**What this task involves:** Below are the entries; output exactly the lines from the one containing "task | indicate each instance with a point" through the final line, inclusive.

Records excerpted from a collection
----
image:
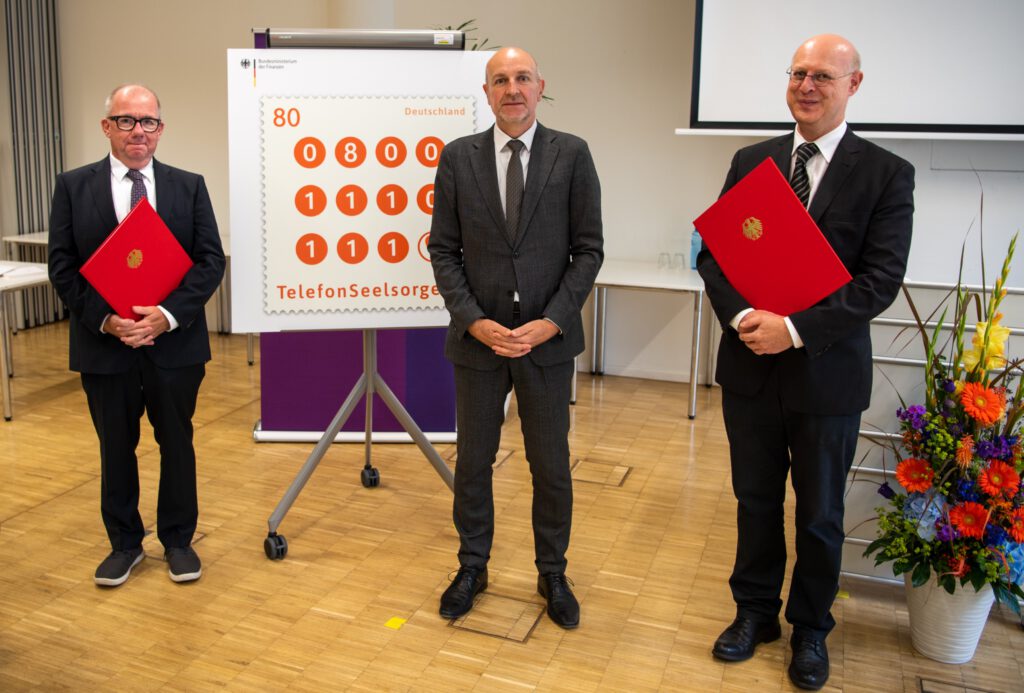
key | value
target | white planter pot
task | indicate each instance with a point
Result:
----
**Exercise result:**
task | indicate each instance with a point
Result:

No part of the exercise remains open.